EXERCISE REQUIREMENTS
Repeat exactly what runs from the line containing "Can you find the bird's" through the last line of the material below. Do not copy the pictures.

PROVIDED RECORDS
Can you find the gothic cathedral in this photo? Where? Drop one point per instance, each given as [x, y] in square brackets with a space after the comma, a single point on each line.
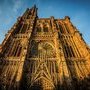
[44, 54]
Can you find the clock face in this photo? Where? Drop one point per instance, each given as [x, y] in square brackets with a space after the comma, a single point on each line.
[43, 48]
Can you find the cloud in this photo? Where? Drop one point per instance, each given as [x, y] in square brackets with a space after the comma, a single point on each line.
[17, 5]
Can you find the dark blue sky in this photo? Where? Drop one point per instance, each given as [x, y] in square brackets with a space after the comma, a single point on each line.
[77, 10]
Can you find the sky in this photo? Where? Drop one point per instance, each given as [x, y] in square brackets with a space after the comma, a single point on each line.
[77, 10]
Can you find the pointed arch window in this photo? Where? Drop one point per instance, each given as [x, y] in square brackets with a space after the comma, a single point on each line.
[38, 29]
[45, 29]
[24, 28]
[68, 51]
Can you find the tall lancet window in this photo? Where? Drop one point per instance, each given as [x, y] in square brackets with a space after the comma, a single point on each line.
[45, 28]
[24, 28]
[38, 28]
[68, 50]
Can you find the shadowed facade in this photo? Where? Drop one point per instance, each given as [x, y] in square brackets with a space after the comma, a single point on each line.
[44, 54]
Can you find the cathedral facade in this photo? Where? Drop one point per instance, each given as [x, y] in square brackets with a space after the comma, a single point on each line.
[43, 54]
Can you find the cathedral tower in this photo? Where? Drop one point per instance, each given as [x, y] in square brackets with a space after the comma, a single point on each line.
[43, 54]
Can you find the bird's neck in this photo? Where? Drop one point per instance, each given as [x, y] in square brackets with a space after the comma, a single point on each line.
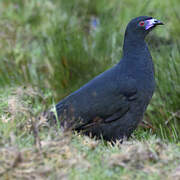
[134, 46]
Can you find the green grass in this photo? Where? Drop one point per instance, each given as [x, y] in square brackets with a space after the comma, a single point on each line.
[48, 50]
[30, 148]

REPLY TO THE TASK
Can you find the bird's neck in this photo? Where? Drop one point per instance, each given as [x, y] in square brackets with a space after the comma, a single point on each line.
[134, 46]
Can you find the green grass in this photo? Where? Drop one point per instance, each given as [x, y] in square brackets with a space after the comma, a single point on each line.
[48, 50]
[30, 148]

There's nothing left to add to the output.